== STATED GOAL ==
Can you format all of the items below as a numbered list, with any blank lines dropped?

== DATASET ENTRIES ==

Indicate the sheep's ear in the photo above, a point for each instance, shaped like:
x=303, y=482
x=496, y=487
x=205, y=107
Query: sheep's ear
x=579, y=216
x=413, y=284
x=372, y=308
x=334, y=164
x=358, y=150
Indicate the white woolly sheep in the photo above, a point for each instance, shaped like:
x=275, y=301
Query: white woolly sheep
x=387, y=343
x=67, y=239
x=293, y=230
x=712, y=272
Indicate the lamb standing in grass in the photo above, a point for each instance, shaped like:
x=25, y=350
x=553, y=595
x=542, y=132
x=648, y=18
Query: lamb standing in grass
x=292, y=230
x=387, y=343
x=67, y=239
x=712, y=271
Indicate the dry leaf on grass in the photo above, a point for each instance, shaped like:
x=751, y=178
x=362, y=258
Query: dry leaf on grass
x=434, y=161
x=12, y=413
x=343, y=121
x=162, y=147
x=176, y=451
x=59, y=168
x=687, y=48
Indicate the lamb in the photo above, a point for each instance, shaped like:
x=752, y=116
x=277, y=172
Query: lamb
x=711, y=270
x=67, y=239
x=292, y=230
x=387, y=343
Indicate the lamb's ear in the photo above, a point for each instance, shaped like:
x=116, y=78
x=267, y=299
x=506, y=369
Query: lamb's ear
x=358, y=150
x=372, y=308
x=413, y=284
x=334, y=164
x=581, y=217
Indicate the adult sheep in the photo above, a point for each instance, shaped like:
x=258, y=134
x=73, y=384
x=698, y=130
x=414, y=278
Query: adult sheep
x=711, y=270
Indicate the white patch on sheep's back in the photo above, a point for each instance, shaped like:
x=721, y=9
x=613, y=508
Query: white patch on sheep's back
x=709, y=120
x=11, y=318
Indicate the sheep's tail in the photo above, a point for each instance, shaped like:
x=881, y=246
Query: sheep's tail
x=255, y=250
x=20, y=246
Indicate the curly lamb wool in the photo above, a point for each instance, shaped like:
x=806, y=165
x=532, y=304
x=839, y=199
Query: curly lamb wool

== RESULT FOR THIS EXERCISE ==
1. Indicate the sheep's ear in the photo above, a point for each instance, shaped like:
2. x=303, y=482
3. x=496, y=487
4. x=205, y=107
5. Query: sheep's ear
6. x=579, y=216
7. x=413, y=284
8. x=372, y=308
9. x=334, y=164
10. x=358, y=150
11. Indicate the white woolly sheep in the photo above, a point for each instance, shaped like:
12. x=275, y=301
13. Query: white woolly sheep
14. x=387, y=343
15. x=67, y=239
16. x=293, y=230
17. x=712, y=272
18. Indicate the lamb standing in grass in the photo above, a point for each instance, shaped like:
19. x=25, y=350
20. x=553, y=595
21. x=542, y=132
22. x=648, y=18
23. Query: lamb standing in grass
24. x=292, y=230
25. x=387, y=343
26. x=67, y=239
27. x=712, y=271
28. Indicate the dry leaf on grass in the photo above, a point for each instance, shaped like:
29. x=751, y=178
30. x=362, y=258
31. Query: dry leaf on grass
32. x=434, y=161
33. x=12, y=413
34. x=343, y=121
35. x=162, y=147
36. x=176, y=451
37. x=59, y=168
38. x=687, y=48
39. Indicate the lamb in the photo above, a point for each instance, shaped like:
40. x=752, y=116
41. x=277, y=172
42. Query: lamb
43. x=711, y=270
44. x=67, y=239
45. x=292, y=230
46. x=387, y=343
47. Indicate the lamb's ear in the photo above, a point for each instance, shaped like:
48. x=116, y=78
49. x=267, y=299
50. x=506, y=369
51. Query: lamb's ear
52. x=358, y=150
53. x=372, y=308
54. x=413, y=284
55. x=334, y=164
56. x=581, y=217
57. Indicate the adult sheep in the photo above, a point for each instance, shaped like:
58. x=258, y=134
59. x=73, y=384
60. x=698, y=130
61. x=414, y=278
62. Query: adult sheep
63. x=711, y=270
64. Indicate the white patch on sheep's back in the photo above, a point for each instance, shaped like:
65. x=721, y=9
66. x=613, y=508
67. Query: white patch on sheep's back
68. x=709, y=120
69. x=11, y=318
70. Indicate the sheep's tail in the photo above, a point for each instance, shaped like:
71. x=881, y=246
72. Query: sheep's tail
73. x=255, y=250
74. x=20, y=246
75. Indicate the curly lamb wool in the photo above, a point for each instance, shaped like:
76. x=806, y=165
77. x=532, y=304
78. x=839, y=199
79. Query: curly lamb wool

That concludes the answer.